> [ABOUT THIS EXERCISE] Write out the records below from the first line through the line containing "[[169, 426], [492, 383], [172, 189], [198, 35]]", leaving out any pictures.

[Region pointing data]

§ §

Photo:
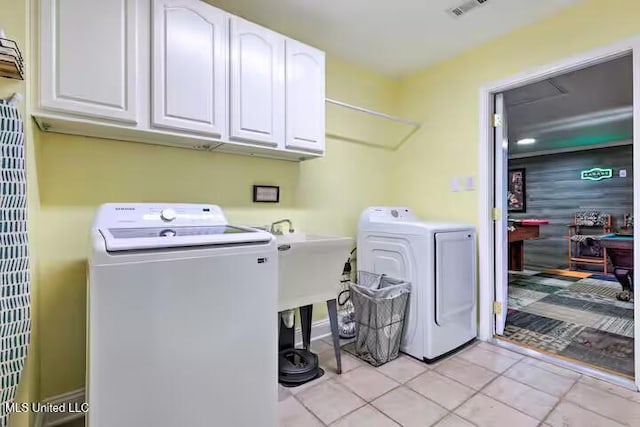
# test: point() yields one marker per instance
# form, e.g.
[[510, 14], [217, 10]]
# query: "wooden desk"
[[524, 230]]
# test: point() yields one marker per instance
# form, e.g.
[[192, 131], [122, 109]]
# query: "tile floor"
[[484, 385]]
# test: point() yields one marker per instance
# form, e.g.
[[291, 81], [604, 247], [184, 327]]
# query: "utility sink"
[[310, 268]]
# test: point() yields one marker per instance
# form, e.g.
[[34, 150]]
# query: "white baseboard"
[[72, 399], [319, 329]]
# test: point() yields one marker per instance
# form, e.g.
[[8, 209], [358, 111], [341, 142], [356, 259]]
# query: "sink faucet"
[[277, 230]]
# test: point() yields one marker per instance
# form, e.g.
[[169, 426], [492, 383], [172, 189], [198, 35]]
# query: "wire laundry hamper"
[[380, 305]]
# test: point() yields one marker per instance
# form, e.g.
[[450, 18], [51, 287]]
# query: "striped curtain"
[[15, 302]]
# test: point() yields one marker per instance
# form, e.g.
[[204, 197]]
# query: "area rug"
[[573, 315]]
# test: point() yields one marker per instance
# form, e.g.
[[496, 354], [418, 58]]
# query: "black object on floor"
[[297, 366]]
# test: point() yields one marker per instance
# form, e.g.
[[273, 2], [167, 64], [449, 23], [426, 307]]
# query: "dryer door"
[[455, 275], [392, 255]]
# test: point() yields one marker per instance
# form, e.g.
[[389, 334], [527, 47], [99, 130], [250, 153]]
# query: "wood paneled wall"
[[555, 192]]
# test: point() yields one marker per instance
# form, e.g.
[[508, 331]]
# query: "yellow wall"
[[445, 97], [13, 19], [76, 174]]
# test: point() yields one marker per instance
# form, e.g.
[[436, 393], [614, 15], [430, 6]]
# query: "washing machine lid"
[[137, 226]]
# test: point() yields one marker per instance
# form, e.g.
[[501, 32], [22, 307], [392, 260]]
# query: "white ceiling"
[[394, 38], [587, 107]]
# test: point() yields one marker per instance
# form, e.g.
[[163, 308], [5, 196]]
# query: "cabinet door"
[[88, 58], [189, 66], [257, 84], [305, 94]]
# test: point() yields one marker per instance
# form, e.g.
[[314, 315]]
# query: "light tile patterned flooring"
[[483, 385]]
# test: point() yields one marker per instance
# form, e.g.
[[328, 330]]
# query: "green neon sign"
[[596, 174]]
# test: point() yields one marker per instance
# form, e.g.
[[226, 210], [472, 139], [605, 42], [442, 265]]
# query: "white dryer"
[[182, 325], [440, 262]]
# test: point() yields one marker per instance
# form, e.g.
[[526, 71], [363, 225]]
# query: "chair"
[[627, 224], [584, 247]]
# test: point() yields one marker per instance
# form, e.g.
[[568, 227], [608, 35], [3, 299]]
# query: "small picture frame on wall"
[[266, 194], [516, 191]]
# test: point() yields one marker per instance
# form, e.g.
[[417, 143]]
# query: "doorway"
[[543, 299]]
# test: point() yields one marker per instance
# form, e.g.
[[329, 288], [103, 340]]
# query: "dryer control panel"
[[388, 214]]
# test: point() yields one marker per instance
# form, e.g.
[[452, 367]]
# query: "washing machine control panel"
[[133, 215]]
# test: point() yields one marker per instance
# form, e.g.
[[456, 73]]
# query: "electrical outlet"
[[455, 184]]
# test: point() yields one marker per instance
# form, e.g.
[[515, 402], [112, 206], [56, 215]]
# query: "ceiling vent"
[[465, 7]]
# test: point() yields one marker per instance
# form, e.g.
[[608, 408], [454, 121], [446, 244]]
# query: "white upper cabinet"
[[88, 58], [257, 84], [305, 94], [189, 70]]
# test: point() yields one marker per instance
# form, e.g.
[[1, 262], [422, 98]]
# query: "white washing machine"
[[440, 262], [182, 324]]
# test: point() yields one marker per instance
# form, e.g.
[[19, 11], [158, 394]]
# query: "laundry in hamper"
[[380, 304]]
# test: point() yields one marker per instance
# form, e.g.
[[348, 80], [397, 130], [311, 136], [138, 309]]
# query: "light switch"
[[455, 184], [469, 183]]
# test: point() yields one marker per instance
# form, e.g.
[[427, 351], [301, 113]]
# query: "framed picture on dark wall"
[[517, 193]]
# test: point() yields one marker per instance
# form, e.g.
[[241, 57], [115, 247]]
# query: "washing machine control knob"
[[168, 215]]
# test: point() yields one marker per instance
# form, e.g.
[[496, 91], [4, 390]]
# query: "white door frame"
[[486, 169]]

§ §

> [THE ANSWER]
Photo:
# test: point() yields one marker per instance
# form, e.g.
[[510, 14], [217, 10]]
# query: "wooden desk"
[[524, 230]]
# test: point() yields one marker per instance
# form, e.g.
[[192, 131], [122, 109]]
# query: "tile floor"
[[484, 385]]
# test: point() yields one marker per instance
# form, e.g.
[[291, 81], [604, 247], [184, 327]]
# query: "utility sink"
[[310, 268]]
# test: point() yields one marker per instance
# form, e.g.
[[34, 150]]
# query: "white baseboard"
[[72, 399], [319, 329]]
# test: point() yields one marker per instance
# form, e.g.
[[8, 209], [358, 111], [341, 142], [356, 259]]
# query: "sink faucet"
[[277, 230]]
# test: point() yields one marker per instance
# form, e.g.
[[169, 426], [492, 383], [172, 189], [198, 35]]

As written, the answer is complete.